» Excerpt
****

As I have learned, while a fly can certainly smooth out the running when a train is running along at a decent hop, it won't adequately help with good controllable DC slow-running in 4mm.  It won't do any harm, but in slow running, and for smooth stops and starts, the motor is turning slowly and at a low voltage, so in DC the braking effect of wiper pickups and drag of geartrains and bearings are at their proportionate maximum, all counting against satisfactory performance, and the fly will be turning slowly, and therefore contributing little stored energy to the driving wheels.  The same would be true of an electronic stayalive were one to be available for DC; again, i would do no harm, but the input current would be low and thus the output would be very transitory, and less likely to overcome whatever had caused the stall in the first place.

 

I have come to the conclusion that current RTR chassis, with can motors and worm/cog/idler drive, are pretty good if well set-up, and the space needed for a fly of effective size can usually be equally well used for ballast; the enemy here is the space needed in small tank engines for DCC gubbins and speakers, but many more recent designs take this into consideration quite well.  I would like to see lower final drive gear ratios than the 28 or 30 or so to 1 that seem to be standard, but this is unlikely to happen as it would affect top speeds for those of us lucky enough to have room for layouts on which trains can realistic run fast.  I'd rather 40 or 50:1, but of course this isn't a reliable solution either, as mechanical drag from the geartrain will increase; no such thing as a free lunch.

****

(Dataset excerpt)
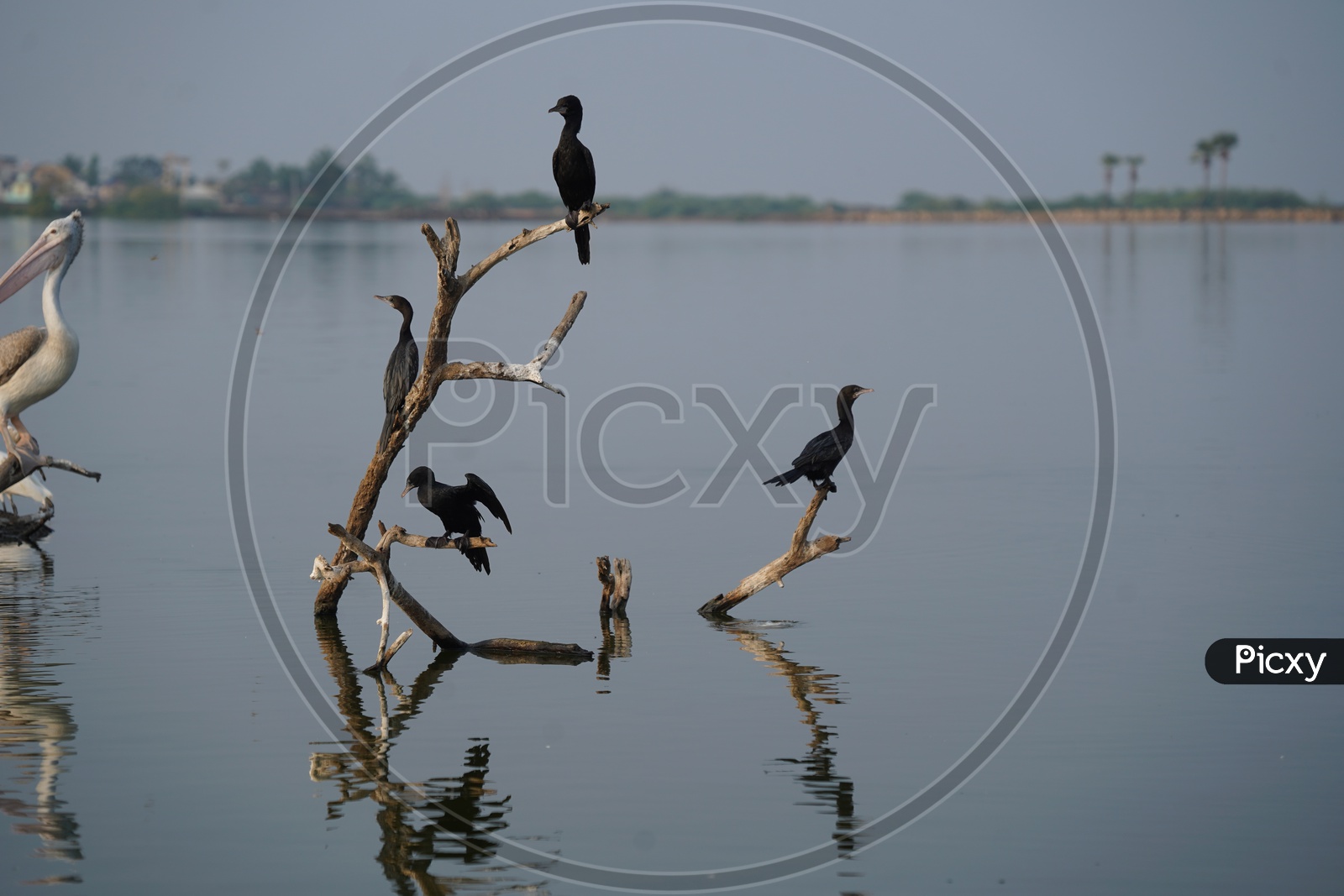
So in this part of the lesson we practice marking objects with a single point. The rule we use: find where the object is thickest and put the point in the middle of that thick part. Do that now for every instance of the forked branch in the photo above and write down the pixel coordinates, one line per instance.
(13, 470)
(436, 369)
(375, 562)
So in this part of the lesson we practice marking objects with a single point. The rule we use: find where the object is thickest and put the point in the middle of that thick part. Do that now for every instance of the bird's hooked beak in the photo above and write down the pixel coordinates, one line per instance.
(49, 253)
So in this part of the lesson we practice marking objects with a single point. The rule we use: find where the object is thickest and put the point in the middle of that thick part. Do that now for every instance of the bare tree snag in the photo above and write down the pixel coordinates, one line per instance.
(800, 551)
(616, 584)
(436, 369)
(375, 562)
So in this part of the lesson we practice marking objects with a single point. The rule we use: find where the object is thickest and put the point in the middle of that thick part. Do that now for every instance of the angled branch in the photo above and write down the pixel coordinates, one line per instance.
(800, 551)
(375, 560)
(530, 372)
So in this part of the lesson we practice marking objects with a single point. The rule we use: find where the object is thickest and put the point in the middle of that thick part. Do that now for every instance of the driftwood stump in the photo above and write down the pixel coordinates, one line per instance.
(375, 562)
(800, 551)
(616, 584)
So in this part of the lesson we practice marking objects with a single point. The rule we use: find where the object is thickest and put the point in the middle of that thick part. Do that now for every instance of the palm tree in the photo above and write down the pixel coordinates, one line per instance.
(1133, 161)
(1108, 168)
(1205, 152)
(1223, 144)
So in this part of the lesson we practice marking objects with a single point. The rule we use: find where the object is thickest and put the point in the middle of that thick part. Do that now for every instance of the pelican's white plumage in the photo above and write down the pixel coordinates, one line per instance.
(37, 360)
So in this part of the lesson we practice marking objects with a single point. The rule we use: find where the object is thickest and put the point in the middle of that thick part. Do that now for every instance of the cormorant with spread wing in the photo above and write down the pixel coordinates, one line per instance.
(571, 163)
(454, 506)
(402, 369)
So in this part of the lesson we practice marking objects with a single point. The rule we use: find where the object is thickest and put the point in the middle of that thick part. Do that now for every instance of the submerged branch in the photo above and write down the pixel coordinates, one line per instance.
(800, 551)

****

» Stated task 1
Condense the paragraph of the flywheel passage that begins "I have come to the conclusion" into a bulleted list that retains its main facts.
» Stated task 2
Extend the flywheel passage from the point at which it stops.

» Written answer 1
- Current RTR chassis with can motors and worm/cog/idler drive perform well if properly set up.
- The space a flywheel of effective size would need can usually serve equally well for ballast.
- In small tank engines, the difficulty is the space required for DCC equipment and speakers, although many recent designs account for this well.
- The author would prefer final drive ratios of 40 or 50:1 to the standard of roughly 28 or 30 to 1.
- Such a change is unlikely because it would reduce top speeds for modelers whose layouts allow realistic fast running.
- It would also not be a reliable solution, since drag from the geartrain would increase.

» Written answer 2
I'm content with the performance of current RTR mechs, and think some of the 0-4-0 industrials are miraculous.  But I still think there is room for improvement before I would feel really sastisfied; I can get the desired performance from my locos but have to be very restrained on the control knob and alert to any speed changes from the loco.  You get to know each loco's peculiarities and compensate for them (this is not unrealistic, incidentally).  I don't think there is much room for improvement in RTR mechs unless full compensation becomes normal, which I suspect might be unreliable and costly for volume production. 

 

The ultimate answer has to be a fundamental base-up rethink of the technology, and I believe that it is possible using NFC control and charging to have rechargeable on-board battery power source and bluetooth smartphone control, dispensing with the need for metal track, wheelrims, and pickups, and using 'direct drive' motors on the axles, with no geartrain at all, the motor shaft and the axle being the same thing.  If I had lottery money, I might even consider trying to produce it commercially myself; it would of course be completely compatible with existing systems.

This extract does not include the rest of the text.